## Begin

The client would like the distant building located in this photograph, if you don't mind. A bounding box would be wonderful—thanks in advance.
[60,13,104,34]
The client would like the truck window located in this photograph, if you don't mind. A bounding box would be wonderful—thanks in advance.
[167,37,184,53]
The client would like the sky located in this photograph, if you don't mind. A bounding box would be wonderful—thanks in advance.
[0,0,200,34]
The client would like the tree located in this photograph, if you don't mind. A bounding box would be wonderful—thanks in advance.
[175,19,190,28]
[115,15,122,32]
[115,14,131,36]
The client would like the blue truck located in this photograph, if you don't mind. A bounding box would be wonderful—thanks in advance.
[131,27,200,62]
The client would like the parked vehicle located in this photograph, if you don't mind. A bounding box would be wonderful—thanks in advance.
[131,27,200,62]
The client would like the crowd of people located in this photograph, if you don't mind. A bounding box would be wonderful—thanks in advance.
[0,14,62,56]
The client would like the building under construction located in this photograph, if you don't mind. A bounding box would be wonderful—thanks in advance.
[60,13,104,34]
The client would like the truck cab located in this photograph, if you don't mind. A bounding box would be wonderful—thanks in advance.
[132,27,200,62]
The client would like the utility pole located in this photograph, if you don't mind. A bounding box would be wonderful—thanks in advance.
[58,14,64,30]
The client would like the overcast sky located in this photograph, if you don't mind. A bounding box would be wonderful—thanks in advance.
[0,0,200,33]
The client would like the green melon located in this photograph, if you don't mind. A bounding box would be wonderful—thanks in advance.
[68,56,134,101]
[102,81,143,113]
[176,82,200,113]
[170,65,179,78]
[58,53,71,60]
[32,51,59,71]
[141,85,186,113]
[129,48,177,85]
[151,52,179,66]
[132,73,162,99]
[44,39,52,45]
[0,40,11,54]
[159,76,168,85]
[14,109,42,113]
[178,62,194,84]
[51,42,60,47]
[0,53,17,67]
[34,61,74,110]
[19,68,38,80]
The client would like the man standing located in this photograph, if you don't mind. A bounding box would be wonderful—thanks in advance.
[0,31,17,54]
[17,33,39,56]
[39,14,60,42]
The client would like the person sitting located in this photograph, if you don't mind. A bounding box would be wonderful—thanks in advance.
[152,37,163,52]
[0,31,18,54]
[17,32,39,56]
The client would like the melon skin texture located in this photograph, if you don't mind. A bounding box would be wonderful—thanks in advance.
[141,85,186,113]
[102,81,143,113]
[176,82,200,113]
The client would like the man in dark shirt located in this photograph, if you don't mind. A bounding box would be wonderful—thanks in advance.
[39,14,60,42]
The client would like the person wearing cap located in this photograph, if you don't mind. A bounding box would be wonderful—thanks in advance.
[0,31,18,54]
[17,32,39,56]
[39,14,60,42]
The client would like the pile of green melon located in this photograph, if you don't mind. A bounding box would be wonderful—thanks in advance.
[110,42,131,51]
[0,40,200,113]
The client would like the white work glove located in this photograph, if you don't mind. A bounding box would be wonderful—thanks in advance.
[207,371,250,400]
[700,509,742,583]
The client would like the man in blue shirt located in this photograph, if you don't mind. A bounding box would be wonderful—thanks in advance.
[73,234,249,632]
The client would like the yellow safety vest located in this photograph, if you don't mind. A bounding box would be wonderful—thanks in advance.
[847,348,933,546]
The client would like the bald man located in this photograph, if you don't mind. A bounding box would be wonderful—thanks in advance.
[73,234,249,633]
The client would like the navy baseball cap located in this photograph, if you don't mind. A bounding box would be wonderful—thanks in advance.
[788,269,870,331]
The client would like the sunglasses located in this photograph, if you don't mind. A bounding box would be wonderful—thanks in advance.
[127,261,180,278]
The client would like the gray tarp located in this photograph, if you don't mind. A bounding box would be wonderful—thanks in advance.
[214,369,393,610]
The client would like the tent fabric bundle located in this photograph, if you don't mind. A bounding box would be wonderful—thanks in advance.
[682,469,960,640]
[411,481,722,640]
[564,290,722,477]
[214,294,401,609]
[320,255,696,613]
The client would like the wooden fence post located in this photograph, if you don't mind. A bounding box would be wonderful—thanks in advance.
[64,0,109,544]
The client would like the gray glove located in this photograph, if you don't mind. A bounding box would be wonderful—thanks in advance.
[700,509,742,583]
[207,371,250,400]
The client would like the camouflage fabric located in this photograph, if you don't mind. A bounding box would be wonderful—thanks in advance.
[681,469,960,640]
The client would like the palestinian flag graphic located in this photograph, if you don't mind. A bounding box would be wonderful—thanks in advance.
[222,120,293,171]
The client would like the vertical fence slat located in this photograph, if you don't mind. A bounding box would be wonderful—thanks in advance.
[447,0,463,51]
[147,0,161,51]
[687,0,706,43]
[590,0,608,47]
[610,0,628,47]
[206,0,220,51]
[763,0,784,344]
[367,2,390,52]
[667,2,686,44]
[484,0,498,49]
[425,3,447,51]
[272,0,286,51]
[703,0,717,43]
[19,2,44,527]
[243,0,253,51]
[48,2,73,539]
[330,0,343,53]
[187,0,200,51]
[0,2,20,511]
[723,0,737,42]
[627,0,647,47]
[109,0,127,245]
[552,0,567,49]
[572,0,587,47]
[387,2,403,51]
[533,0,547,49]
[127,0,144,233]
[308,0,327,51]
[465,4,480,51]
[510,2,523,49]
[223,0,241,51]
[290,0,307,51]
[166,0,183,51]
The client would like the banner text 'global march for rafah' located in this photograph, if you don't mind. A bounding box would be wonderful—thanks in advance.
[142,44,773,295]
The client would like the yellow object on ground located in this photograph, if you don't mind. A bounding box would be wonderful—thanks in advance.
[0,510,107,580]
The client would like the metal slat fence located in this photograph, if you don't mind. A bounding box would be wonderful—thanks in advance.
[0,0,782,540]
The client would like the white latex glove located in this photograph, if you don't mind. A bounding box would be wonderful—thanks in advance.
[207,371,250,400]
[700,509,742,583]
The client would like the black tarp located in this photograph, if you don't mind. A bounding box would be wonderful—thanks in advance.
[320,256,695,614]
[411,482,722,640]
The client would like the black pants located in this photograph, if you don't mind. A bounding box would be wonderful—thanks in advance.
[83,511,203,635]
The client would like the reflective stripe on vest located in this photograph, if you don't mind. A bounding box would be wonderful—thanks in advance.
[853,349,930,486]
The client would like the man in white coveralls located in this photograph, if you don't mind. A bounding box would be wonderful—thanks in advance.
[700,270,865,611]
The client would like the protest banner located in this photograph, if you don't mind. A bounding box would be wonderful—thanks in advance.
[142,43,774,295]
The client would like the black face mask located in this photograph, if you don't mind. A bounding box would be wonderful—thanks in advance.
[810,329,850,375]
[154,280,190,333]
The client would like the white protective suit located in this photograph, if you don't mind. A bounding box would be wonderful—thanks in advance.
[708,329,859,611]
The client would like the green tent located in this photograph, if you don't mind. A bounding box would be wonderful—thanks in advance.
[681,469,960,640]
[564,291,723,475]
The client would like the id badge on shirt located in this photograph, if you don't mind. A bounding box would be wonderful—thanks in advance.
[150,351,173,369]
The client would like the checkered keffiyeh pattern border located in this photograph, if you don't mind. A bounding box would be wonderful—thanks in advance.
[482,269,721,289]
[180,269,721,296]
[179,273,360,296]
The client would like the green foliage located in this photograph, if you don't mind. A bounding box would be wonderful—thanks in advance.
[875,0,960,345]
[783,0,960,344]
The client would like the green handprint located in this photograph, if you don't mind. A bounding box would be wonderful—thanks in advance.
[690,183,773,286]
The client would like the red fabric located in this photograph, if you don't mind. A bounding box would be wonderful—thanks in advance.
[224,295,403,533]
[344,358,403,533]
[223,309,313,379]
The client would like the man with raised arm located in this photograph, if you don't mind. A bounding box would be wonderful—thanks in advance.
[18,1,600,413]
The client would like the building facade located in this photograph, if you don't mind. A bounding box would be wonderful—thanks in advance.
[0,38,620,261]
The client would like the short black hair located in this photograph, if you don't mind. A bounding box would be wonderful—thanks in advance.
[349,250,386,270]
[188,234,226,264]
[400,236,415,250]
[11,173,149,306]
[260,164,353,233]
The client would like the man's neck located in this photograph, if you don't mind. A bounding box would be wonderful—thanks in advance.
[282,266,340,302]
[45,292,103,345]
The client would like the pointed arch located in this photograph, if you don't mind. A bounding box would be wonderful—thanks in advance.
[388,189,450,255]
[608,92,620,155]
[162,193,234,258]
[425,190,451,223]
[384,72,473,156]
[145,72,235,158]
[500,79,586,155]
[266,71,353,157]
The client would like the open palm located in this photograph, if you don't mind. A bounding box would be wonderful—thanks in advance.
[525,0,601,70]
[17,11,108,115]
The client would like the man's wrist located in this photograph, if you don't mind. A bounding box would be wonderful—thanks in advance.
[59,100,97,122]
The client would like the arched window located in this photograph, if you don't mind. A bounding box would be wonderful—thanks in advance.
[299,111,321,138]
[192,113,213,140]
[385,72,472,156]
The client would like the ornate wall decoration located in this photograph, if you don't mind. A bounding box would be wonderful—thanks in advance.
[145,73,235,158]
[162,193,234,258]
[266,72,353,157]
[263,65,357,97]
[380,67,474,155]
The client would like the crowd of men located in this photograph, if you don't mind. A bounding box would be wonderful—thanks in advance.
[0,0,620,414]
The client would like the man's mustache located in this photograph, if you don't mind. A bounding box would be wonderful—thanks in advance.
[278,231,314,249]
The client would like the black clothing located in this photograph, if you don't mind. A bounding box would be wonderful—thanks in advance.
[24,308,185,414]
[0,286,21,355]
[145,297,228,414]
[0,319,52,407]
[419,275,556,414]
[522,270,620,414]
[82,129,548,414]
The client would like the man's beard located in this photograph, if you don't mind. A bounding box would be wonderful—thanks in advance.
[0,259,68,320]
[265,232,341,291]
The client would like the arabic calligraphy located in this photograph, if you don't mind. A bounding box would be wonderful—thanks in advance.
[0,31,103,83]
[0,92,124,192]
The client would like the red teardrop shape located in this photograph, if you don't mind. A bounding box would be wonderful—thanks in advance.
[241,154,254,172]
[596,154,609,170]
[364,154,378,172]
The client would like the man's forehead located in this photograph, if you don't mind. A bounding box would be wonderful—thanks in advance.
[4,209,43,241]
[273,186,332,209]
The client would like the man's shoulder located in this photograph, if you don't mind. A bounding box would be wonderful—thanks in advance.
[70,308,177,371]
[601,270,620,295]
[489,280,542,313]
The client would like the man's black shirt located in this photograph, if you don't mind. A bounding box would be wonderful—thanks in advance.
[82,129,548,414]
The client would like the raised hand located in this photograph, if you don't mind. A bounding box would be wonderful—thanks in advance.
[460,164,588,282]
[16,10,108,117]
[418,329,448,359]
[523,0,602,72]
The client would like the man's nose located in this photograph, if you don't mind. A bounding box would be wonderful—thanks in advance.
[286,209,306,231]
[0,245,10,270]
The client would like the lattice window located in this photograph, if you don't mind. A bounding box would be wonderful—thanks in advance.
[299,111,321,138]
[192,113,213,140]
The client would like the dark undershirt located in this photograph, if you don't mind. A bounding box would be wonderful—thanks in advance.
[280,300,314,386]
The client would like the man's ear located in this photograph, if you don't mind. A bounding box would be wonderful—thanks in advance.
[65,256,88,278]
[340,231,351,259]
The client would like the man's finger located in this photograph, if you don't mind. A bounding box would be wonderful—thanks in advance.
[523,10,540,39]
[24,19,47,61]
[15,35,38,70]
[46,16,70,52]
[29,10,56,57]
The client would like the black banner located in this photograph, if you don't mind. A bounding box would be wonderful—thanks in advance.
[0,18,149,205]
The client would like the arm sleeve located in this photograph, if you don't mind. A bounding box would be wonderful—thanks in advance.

## End

TASK DIRECTIONS —
Can you reproduce word for word the entries starting at the line that contains "The client would like the building facade" and ending at the line that contains "[260,164,353,233]", including both of those lines?

SOLUTION —
The client would like the building facade located in this photograph, if you don't mind. A bounding box would be wonderful—thanks in advance.
[0,38,620,261]
The client would like the short black hair located in this photograph, if you don't mind. A bounding box would be wonderful—thanks in advance.
[349,250,386,270]
[188,234,226,264]
[400,236,415,250]
[11,173,149,306]
[260,164,353,233]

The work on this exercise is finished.